**What you have to do**
Below are entries; copy exactly the lines from the one with "Task: produce the" through the one with "box: [95, 0, 650, 36]", both included, and leave out the rest.

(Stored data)
-- -- --

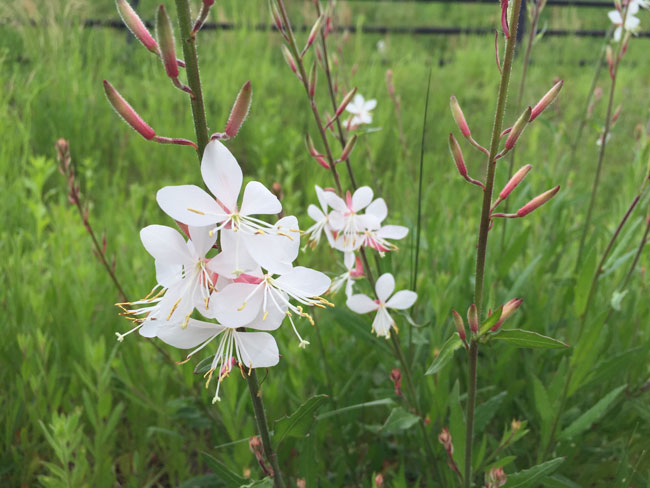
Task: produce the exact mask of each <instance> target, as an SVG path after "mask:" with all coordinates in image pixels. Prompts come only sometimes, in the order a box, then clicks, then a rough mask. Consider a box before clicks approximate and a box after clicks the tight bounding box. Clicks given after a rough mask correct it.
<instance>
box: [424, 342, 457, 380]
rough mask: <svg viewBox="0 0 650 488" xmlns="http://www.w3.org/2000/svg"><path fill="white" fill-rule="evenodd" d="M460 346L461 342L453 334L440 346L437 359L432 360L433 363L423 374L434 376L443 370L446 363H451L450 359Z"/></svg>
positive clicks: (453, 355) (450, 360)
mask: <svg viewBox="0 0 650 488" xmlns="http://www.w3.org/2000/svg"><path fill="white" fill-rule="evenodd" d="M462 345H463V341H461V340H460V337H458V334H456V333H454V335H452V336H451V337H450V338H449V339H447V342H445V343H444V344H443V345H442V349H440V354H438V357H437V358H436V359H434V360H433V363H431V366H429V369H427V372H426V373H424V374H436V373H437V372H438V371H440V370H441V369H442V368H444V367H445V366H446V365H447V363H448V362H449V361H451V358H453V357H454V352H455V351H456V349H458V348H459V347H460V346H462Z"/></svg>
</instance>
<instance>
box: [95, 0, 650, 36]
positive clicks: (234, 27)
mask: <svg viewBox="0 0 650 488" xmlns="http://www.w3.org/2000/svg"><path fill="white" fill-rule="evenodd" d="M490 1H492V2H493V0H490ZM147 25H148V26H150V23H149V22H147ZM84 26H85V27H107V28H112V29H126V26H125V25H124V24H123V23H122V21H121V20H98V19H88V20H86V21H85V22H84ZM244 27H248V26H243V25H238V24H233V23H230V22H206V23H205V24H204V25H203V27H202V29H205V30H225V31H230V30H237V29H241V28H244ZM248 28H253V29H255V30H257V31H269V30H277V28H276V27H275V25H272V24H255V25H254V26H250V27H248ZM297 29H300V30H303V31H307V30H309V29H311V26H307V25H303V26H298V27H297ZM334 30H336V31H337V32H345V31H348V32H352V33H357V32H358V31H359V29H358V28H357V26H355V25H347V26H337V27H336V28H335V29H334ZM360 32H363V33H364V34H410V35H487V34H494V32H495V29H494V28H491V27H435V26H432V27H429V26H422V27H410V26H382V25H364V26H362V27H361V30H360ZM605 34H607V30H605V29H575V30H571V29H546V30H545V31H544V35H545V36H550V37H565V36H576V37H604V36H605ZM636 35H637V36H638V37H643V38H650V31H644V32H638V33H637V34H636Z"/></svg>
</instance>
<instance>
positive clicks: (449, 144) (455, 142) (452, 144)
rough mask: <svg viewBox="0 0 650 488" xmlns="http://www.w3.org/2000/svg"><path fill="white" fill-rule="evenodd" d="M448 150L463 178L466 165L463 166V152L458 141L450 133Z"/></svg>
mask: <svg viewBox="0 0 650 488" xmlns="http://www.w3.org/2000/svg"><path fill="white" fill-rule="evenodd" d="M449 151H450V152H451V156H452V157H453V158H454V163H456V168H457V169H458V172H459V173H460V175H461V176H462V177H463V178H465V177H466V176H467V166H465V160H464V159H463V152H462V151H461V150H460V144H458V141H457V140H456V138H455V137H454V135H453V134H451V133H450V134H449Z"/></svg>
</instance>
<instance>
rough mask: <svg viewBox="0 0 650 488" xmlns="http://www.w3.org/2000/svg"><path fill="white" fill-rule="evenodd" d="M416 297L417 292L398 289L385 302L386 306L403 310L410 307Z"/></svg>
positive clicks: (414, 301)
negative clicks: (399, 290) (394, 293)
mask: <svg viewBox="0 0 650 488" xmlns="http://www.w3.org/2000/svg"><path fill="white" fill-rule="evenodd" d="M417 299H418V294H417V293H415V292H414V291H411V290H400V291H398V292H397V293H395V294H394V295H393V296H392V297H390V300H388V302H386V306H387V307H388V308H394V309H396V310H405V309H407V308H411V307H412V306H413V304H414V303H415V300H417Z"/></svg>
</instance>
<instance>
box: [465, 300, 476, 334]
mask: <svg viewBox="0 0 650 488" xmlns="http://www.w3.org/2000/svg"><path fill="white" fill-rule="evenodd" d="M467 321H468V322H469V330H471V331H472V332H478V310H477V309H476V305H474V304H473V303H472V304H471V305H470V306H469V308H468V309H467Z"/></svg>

-- -- --

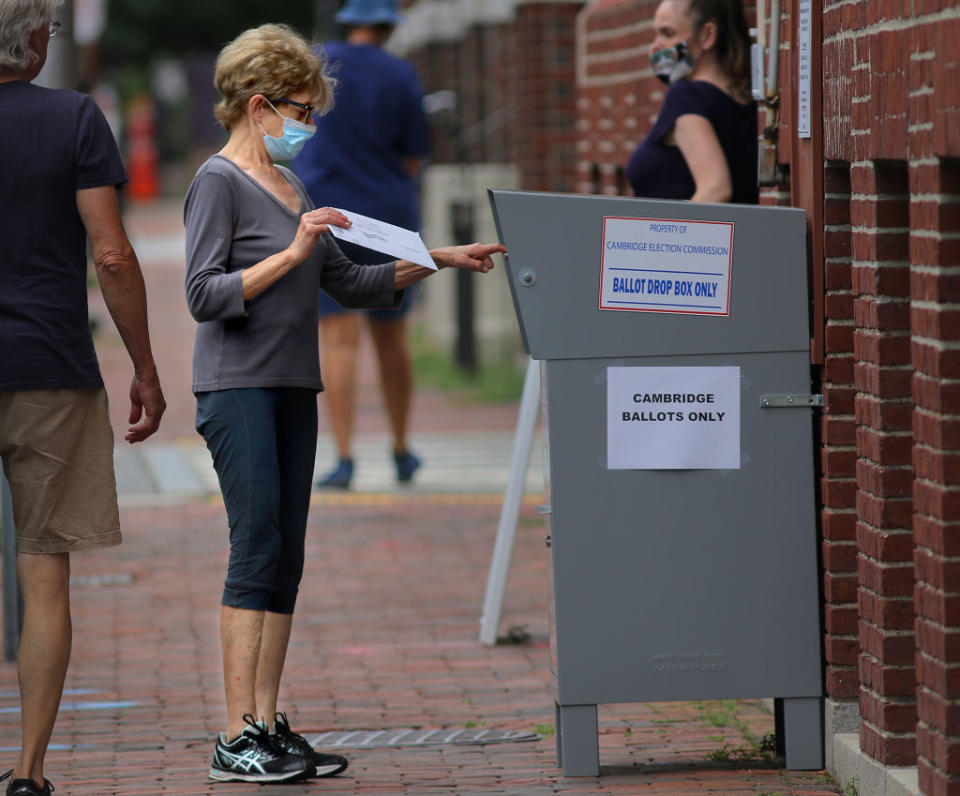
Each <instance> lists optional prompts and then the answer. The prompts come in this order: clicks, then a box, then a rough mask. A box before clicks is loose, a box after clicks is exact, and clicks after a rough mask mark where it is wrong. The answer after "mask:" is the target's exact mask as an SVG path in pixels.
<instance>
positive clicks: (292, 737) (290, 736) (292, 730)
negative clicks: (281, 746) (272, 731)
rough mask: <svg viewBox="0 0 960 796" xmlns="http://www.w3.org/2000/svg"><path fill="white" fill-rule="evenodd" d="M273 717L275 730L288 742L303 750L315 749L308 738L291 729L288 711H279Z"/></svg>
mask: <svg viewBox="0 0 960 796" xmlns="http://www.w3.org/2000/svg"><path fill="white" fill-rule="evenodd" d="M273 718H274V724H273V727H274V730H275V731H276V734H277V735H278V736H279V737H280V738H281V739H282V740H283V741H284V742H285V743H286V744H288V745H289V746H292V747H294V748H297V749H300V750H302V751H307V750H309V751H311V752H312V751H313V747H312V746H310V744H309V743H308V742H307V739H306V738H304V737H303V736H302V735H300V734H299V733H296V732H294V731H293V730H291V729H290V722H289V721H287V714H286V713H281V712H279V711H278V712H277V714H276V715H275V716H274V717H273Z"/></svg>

-- -- --

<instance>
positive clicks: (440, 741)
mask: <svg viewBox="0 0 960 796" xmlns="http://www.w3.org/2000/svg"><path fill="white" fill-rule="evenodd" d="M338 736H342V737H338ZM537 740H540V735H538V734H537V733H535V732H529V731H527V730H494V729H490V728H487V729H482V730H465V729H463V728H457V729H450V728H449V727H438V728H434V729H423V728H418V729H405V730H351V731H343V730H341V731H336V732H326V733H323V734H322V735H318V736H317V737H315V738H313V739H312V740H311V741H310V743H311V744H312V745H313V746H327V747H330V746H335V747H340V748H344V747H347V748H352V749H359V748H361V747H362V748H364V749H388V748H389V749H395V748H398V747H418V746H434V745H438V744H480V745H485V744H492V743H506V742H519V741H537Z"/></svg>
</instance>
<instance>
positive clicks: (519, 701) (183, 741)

-- -- --

**Expected output**
Task: produce the exact mask of each <instance> target, as an SVG path after "mask:" with all coordinates in image pixels. Prompts come only sometimes, in the order a box, then clicks, then a rough mask. Consider a box before clicks approximate and a box after clicks the tight bounding box. Clicks given after a rough mask correct it.
<instance>
box: [424, 342, 457, 380]
rough mask: <svg viewBox="0 0 650 488" xmlns="http://www.w3.org/2000/svg"><path fill="white" fill-rule="evenodd" d="M460 346L461 342L453 334L440 346L437 359L432 360L433 363L423 374L434 376L443 370L446 363H451L450 359Z"/></svg>
positive clicks: (453, 355) (450, 360)
mask: <svg viewBox="0 0 650 488" xmlns="http://www.w3.org/2000/svg"><path fill="white" fill-rule="evenodd" d="M462 345H463V341H461V340H460V337H458V334H456V333H454V335H452V336H451V337H450V338H449V339H447V342H445V343H444V344H443V345H442V349H440V354H438V357H437V358H436V359H434V360H433V363H431V366H429V369H427V372H426V373H424V374H436V373H437V372H438V371H440V370H441V369H442V368H444V367H445V366H446V365H447V363H448V362H449V361H451V358H453V357H454V352H455V351H456V349H458V348H459V347H460V346H462Z"/></svg>
</instance>
<instance>
box: [95, 0, 650, 36]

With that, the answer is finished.